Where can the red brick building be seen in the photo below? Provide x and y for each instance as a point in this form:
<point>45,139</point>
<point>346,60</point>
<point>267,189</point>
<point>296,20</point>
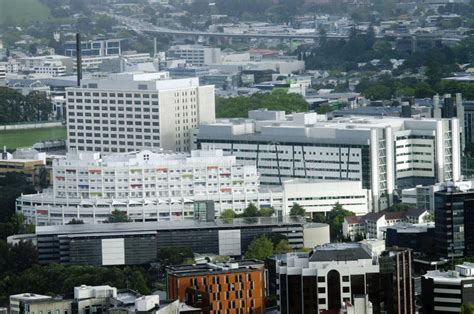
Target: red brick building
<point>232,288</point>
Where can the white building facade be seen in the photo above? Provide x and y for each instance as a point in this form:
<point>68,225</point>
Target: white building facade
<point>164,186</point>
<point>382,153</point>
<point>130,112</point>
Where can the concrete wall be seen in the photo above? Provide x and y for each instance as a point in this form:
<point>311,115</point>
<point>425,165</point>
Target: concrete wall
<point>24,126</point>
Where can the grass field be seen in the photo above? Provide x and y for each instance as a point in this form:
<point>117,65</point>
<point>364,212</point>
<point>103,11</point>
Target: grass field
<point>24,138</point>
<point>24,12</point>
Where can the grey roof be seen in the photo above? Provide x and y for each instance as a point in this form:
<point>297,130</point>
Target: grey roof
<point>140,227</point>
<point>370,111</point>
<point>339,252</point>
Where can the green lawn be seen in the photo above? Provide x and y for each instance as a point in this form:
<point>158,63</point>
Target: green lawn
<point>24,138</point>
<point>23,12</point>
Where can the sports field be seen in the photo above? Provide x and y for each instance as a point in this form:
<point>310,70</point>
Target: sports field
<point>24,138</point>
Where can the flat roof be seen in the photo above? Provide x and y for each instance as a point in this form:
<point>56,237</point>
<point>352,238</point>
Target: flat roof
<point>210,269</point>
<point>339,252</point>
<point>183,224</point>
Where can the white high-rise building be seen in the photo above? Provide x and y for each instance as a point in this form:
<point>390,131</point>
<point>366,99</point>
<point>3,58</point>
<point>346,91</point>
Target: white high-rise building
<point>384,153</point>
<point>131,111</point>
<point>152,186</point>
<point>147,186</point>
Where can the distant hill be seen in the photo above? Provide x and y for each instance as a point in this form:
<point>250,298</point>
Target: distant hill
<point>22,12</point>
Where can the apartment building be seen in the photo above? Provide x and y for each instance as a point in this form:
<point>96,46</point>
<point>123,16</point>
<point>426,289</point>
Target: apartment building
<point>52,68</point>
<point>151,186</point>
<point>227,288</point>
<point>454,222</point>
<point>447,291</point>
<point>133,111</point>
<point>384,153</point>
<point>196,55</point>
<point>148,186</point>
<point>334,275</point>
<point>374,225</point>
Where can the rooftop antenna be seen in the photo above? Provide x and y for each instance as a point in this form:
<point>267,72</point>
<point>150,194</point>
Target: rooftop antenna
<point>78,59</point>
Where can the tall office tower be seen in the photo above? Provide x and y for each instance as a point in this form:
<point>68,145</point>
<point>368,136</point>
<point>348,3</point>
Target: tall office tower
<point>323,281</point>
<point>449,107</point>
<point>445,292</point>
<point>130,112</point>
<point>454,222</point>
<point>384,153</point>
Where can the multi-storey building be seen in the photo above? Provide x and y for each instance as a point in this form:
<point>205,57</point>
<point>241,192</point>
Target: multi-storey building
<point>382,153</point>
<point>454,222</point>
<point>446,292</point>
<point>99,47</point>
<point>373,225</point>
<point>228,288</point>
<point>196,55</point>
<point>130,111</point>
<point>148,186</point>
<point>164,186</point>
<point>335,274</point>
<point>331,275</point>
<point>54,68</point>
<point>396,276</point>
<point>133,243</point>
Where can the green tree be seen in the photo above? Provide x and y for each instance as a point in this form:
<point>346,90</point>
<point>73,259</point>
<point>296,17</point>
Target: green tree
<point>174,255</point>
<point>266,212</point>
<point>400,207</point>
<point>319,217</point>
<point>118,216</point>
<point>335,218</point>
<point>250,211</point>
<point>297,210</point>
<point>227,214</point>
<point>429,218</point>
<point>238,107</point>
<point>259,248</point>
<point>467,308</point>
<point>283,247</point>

...

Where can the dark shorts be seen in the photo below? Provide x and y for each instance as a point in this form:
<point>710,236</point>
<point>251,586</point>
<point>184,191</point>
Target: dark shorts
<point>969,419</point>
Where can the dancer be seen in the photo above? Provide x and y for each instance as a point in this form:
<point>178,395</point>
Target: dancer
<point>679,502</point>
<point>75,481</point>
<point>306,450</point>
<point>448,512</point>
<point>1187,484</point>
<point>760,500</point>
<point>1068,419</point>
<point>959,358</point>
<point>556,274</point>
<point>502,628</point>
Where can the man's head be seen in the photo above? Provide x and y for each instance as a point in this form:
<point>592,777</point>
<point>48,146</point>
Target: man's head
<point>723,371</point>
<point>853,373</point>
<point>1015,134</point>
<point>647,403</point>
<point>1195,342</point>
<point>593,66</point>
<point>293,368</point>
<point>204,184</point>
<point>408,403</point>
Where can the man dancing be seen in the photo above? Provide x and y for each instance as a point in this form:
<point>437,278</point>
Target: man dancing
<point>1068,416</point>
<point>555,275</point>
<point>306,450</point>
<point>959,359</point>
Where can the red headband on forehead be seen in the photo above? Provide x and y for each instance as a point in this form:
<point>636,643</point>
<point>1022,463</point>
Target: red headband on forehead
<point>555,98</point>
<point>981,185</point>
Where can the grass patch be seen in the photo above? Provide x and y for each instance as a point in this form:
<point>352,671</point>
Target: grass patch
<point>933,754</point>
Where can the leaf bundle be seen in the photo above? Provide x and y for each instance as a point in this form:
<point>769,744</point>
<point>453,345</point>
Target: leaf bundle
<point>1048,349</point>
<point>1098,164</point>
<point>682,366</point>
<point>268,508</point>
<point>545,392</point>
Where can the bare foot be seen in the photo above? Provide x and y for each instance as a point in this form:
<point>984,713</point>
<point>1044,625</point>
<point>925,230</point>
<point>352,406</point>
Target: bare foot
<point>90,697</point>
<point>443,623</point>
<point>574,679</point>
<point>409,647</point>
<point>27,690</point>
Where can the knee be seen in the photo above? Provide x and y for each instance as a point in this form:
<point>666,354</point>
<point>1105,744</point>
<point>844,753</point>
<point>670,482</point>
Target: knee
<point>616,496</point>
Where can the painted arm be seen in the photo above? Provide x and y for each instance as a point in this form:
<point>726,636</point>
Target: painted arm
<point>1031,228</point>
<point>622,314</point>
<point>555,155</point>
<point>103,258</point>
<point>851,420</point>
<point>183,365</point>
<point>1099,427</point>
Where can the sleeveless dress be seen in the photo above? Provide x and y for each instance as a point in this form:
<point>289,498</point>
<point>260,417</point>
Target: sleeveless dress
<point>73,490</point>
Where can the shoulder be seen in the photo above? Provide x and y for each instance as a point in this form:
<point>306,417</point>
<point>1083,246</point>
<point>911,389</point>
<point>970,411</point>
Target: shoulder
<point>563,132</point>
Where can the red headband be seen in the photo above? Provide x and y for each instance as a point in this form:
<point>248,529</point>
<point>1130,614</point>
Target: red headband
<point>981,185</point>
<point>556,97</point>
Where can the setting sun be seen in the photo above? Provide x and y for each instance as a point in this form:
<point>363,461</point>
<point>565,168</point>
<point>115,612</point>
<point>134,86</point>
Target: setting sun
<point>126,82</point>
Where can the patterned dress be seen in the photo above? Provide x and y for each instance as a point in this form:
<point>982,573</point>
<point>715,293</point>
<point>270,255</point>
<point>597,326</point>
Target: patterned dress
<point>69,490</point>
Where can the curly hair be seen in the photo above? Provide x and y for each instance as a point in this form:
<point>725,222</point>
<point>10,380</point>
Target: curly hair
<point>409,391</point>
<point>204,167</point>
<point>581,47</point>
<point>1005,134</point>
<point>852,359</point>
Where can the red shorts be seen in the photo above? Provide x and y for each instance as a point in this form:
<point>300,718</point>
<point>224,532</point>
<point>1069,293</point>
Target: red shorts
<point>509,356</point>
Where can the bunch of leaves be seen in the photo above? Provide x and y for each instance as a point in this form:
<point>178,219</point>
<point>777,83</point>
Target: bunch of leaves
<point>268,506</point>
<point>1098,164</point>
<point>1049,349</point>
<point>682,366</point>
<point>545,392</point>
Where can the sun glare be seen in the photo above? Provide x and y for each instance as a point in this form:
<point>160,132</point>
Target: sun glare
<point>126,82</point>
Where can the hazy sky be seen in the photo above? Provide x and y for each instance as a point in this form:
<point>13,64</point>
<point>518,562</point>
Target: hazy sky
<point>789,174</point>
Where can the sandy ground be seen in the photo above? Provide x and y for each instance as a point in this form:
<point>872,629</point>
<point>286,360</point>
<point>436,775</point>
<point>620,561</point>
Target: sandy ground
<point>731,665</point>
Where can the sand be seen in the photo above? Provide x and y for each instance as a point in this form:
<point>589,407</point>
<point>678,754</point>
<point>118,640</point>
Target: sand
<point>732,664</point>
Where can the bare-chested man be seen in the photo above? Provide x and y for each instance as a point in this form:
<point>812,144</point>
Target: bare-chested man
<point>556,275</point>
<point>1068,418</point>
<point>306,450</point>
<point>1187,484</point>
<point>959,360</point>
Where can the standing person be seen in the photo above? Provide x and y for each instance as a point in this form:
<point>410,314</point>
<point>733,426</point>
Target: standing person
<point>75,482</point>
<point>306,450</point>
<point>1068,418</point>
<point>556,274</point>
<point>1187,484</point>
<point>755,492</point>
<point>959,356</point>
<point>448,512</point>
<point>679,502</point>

[WHAT IS BEING ASKED]
Number of lines containing the word "below" in the material above: report this figure and nothing more.

[SOLUTION FOR THIS TASK]
2